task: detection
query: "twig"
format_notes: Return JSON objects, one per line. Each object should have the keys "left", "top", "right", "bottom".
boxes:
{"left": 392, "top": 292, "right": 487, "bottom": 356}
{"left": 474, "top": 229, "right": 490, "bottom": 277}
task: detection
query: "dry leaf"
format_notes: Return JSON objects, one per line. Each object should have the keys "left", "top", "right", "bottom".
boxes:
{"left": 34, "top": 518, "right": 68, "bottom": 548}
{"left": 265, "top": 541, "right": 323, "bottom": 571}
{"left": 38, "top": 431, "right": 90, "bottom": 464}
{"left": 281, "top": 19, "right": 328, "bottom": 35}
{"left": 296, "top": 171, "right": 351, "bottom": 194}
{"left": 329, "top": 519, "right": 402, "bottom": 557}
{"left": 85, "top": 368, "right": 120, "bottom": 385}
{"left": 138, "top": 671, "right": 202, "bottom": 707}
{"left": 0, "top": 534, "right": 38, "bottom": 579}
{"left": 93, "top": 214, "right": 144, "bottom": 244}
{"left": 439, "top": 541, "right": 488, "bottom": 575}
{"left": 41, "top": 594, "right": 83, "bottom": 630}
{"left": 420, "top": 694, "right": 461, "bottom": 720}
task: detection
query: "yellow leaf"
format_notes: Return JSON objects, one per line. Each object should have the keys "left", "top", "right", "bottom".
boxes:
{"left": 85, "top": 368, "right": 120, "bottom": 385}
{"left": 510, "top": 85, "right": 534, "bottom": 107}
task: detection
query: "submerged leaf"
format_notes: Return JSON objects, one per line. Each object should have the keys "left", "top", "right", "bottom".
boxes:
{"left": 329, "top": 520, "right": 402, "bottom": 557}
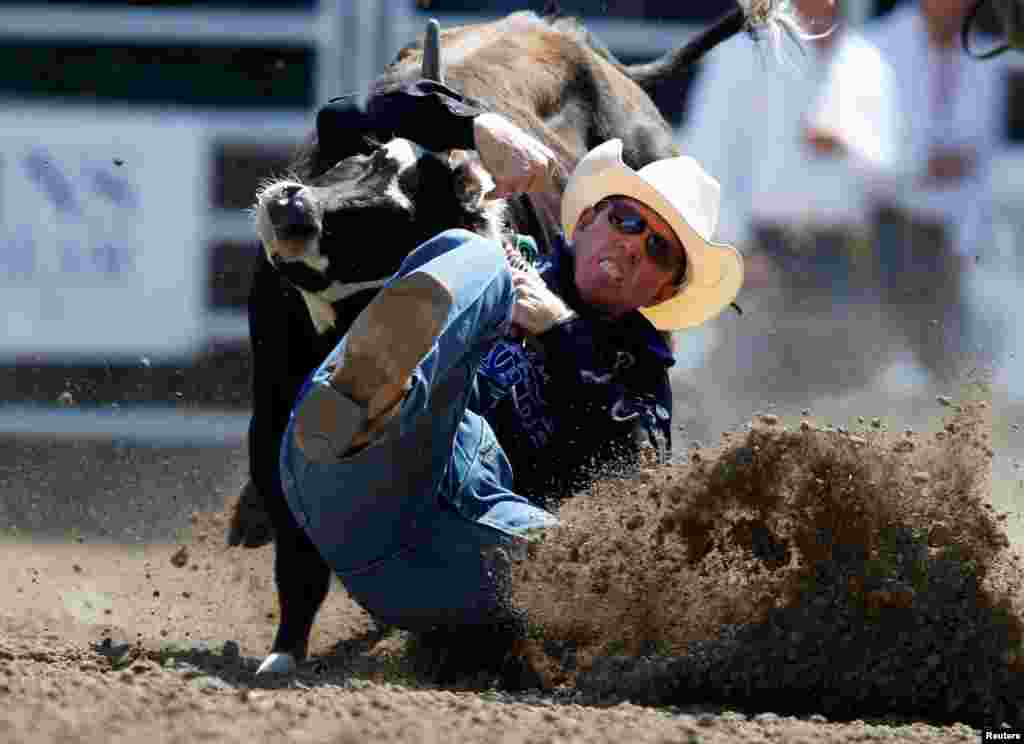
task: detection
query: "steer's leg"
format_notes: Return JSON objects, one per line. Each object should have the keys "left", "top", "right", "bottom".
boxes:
{"left": 262, "top": 229, "right": 520, "bottom": 675}
{"left": 263, "top": 516, "right": 331, "bottom": 672}
{"left": 231, "top": 257, "right": 338, "bottom": 550}
{"left": 257, "top": 472, "right": 331, "bottom": 675}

WHAT TO DO:
Return all the records exactly, excluding images.

EXERCISE RESPONSE:
task: detection
query: "twig"
format_notes: Return JSON objects, one per line. Each object should have the keys "left", "top", "right", "bottom".
boxes:
{"left": 392, "top": 292, "right": 487, "bottom": 356}
{"left": 474, "top": 229, "right": 490, "bottom": 277}
task: detection
query: "dry leaf"
format_notes: Return JSON objects, one per line. Each object should have the keys "left", "top", "right", "bottom".
boxes:
{"left": 34, "top": 518, "right": 68, "bottom": 548}
{"left": 265, "top": 541, "right": 323, "bottom": 571}
{"left": 38, "top": 431, "right": 90, "bottom": 464}
{"left": 281, "top": 19, "right": 328, "bottom": 35}
{"left": 296, "top": 171, "right": 351, "bottom": 194}
{"left": 329, "top": 519, "right": 402, "bottom": 557}
{"left": 85, "top": 368, "right": 120, "bottom": 385}
{"left": 138, "top": 671, "right": 202, "bottom": 707}
{"left": 0, "top": 534, "right": 38, "bottom": 579}
{"left": 93, "top": 214, "right": 144, "bottom": 244}
{"left": 439, "top": 541, "right": 488, "bottom": 575}
{"left": 41, "top": 594, "right": 83, "bottom": 630}
{"left": 420, "top": 694, "right": 461, "bottom": 720}
task: detection
query: "yellow leaf"
format_notes: Return JSON objects, one per line. Each object should have the keys "left", "top", "right", "bottom".
boxes:
{"left": 85, "top": 368, "right": 120, "bottom": 385}
{"left": 510, "top": 85, "right": 534, "bottom": 107}
task: detection
query: "submerged leaf"
format_notes: Return JSON objects, one per line. Each object should have the keys "left", "top", "right", "bottom".
boxes:
{"left": 329, "top": 520, "right": 402, "bottom": 557}
task: detection
query: "steer's leg"
format_notes: Return JSON objects, one per line. Each object should have the keys "left", "top", "right", "bottom".
boxes:
{"left": 262, "top": 229, "right": 520, "bottom": 675}
{"left": 263, "top": 516, "right": 331, "bottom": 672}
{"left": 231, "top": 257, "right": 338, "bottom": 550}
{"left": 257, "top": 472, "right": 331, "bottom": 675}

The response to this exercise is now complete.